Copy every entry exactly as given, minus the images.

--- begin Input data ---

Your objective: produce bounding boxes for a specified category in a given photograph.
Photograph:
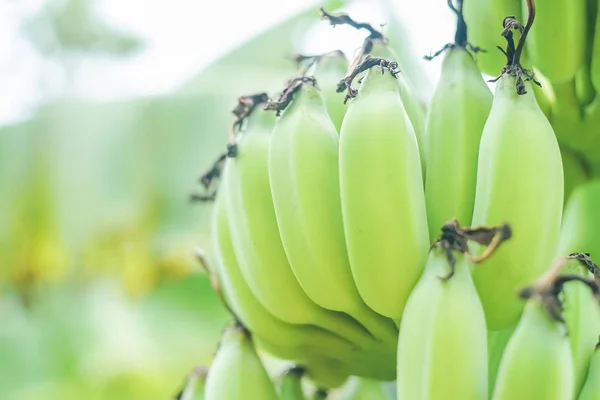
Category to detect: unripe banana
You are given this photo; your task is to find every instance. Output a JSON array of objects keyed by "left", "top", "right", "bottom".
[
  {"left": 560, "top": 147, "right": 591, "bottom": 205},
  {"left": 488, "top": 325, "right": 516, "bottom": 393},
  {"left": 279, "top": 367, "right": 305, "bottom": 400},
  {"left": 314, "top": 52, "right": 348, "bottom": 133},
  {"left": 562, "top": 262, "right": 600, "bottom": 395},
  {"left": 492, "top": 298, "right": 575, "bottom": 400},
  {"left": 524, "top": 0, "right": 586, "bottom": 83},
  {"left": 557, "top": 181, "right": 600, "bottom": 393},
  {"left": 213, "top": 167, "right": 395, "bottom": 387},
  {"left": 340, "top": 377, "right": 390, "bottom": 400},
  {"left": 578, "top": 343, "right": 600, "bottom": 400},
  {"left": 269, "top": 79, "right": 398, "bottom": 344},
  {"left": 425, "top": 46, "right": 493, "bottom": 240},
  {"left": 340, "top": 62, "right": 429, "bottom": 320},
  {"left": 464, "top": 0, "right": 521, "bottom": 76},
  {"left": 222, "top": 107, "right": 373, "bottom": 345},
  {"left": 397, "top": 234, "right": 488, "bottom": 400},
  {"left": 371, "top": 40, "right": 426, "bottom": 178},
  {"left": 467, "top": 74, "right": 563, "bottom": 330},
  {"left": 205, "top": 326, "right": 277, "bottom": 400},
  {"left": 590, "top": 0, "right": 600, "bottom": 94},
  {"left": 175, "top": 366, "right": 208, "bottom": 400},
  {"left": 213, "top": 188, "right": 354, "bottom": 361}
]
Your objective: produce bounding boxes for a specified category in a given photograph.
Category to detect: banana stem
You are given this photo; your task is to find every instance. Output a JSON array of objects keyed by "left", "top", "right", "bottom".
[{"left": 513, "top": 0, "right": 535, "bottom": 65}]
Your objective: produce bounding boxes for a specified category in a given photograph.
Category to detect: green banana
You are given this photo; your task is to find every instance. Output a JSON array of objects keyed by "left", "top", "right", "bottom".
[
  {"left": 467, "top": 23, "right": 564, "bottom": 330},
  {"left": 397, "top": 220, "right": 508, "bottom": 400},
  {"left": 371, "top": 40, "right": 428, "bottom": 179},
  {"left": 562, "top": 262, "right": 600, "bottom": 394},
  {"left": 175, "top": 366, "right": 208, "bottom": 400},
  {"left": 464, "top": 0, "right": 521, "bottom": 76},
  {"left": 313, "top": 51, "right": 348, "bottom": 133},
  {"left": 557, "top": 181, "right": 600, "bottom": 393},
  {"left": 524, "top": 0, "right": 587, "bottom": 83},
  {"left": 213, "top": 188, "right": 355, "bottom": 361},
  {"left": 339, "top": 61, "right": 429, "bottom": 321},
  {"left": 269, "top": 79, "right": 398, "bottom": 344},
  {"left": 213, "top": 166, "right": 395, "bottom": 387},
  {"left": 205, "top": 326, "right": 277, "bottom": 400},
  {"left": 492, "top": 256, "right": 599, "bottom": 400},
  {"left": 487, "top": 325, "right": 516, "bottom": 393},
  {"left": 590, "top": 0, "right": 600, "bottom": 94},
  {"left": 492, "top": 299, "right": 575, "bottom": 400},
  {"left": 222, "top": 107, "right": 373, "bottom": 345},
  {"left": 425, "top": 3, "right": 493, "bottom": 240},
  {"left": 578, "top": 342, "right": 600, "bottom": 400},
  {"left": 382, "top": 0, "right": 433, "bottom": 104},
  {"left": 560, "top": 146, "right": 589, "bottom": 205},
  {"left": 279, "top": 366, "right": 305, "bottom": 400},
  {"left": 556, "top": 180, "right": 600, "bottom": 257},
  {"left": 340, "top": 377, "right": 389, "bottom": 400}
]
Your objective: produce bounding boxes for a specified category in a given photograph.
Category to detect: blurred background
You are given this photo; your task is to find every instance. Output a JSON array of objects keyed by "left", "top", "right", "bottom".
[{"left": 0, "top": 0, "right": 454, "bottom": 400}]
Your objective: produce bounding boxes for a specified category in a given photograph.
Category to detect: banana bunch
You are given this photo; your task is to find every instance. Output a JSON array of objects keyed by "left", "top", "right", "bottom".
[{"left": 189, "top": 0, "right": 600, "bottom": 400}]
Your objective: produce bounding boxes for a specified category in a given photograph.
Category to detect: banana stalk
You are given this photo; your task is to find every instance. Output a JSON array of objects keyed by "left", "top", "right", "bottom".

--- end Input data ---

(Solution to this task)
Your objective: produce bounding boxes for a specified category in a given photograph.
Photograph:
Category to detect: unripe banana
You are given this photo; your task is to find every instance. Output a JSON array of objects keyed by "left", "top", "right", "bottom".
[
  {"left": 560, "top": 147, "right": 591, "bottom": 205},
  {"left": 488, "top": 325, "right": 516, "bottom": 393},
  {"left": 279, "top": 367, "right": 305, "bottom": 400},
  {"left": 314, "top": 52, "right": 348, "bottom": 133},
  {"left": 562, "top": 262, "right": 600, "bottom": 395},
  {"left": 492, "top": 298, "right": 575, "bottom": 400},
  {"left": 524, "top": 0, "right": 586, "bottom": 83},
  {"left": 557, "top": 181, "right": 600, "bottom": 393},
  {"left": 213, "top": 167, "right": 395, "bottom": 387},
  {"left": 340, "top": 377, "right": 390, "bottom": 400},
  {"left": 578, "top": 343, "right": 600, "bottom": 400},
  {"left": 269, "top": 79, "right": 398, "bottom": 344},
  {"left": 425, "top": 46, "right": 493, "bottom": 240},
  {"left": 340, "top": 62, "right": 429, "bottom": 320},
  {"left": 464, "top": 0, "right": 521, "bottom": 76},
  {"left": 222, "top": 107, "right": 373, "bottom": 345},
  {"left": 397, "top": 234, "right": 488, "bottom": 400},
  {"left": 371, "top": 40, "right": 426, "bottom": 178},
  {"left": 467, "top": 74, "right": 563, "bottom": 330},
  {"left": 205, "top": 326, "right": 277, "bottom": 400},
  {"left": 590, "top": 0, "right": 600, "bottom": 94},
  {"left": 175, "top": 366, "right": 208, "bottom": 400},
  {"left": 213, "top": 188, "right": 354, "bottom": 361}
]
Your objective: produce bounding boxes for a specified category in a given photograph.
Category to detect: banana stem
You are given this photo; your task is to find every instance. Output a JSON array of objects keyed by "left", "top", "right", "bottom".
[{"left": 513, "top": 0, "right": 535, "bottom": 65}]
Your objective: produce bounding boxes for a specified category in a given photograph.
Category to detect: green banana
You are given this photo; your task is to find every instance. Output a JSON array of objects keyed by "left", "top", "right", "bottom".
[
  {"left": 467, "top": 23, "right": 564, "bottom": 330},
  {"left": 397, "top": 220, "right": 508, "bottom": 400},
  {"left": 371, "top": 40, "right": 428, "bottom": 179},
  {"left": 562, "top": 262, "right": 600, "bottom": 394},
  {"left": 175, "top": 366, "right": 208, "bottom": 400},
  {"left": 464, "top": 0, "right": 521, "bottom": 76},
  {"left": 313, "top": 51, "right": 348, "bottom": 133},
  {"left": 557, "top": 181, "right": 600, "bottom": 393},
  {"left": 524, "top": 0, "right": 587, "bottom": 83},
  {"left": 213, "top": 188, "right": 355, "bottom": 361},
  {"left": 339, "top": 61, "right": 429, "bottom": 321},
  {"left": 269, "top": 79, "right": 398, "bottom": 344},
  {"left": 213, "top": 166, "right": 395, "bottom": 387},
  {"left": 205, "top": 326, "right": 277, "bottom": 400},
  {"left": 492, "top": 256, "right": 599, "bottom": 400},
  {"left": 487, "top": 325, "right": 516, "bottom": 393},
  {"left": 590, "top": 0, "right": 600, "bottom": 94},
  {"left": 492, "top": 299, "right": 575, "bottom": 400},
  {"left": 222, "top": 107, "right": 373, "bottom": 345},
  {"left": 425, "top": 3, "right": 493, "bottom": 240},
  {"left": 578, "top": 342, "right": 600, "bottom": 400},
  {"left": 382, "top": 0, "right": 433, "bottom": 104},
  {"left": 560, "top": 146, "right": 589, "bottom": 205},
  {"left": 279, "top": 366, "right": 305, "bottom": 400},
  {"left": 556, "top": 180, "right": 600, "bottom": 257},
  {"left": 340, "top": 377, "right": 389, "bottom": 400}
]
Your objective: produce bounding boxes for a specified category in a given photograph.
Category to detect: blurred background
You are given this photo; your task is to find every instance. Output a JSON array of objects keyed by "left", "top", "right", "bottom".
[{"left": 0, "top": 0, "right": 454, "bottom": 400}]
Your objective: produce bounding boxes for a specified category in a given photograph.
Category to detect: banana bunch
You are given this photo; your task is to find every instance. Output a JSON array of objects keyed by "left", "top", "right", "bottom".
[{"left": 189, "top": 0, "right": 600, "bottom": 400}]
Your objective: produce bounding boxes for a specified category in a given photograph.
Category to detect: banana stalk
You are given this photo; your task is to find every instance. Output a JSON array of objects keyed by "left", "top", "right", "bottom".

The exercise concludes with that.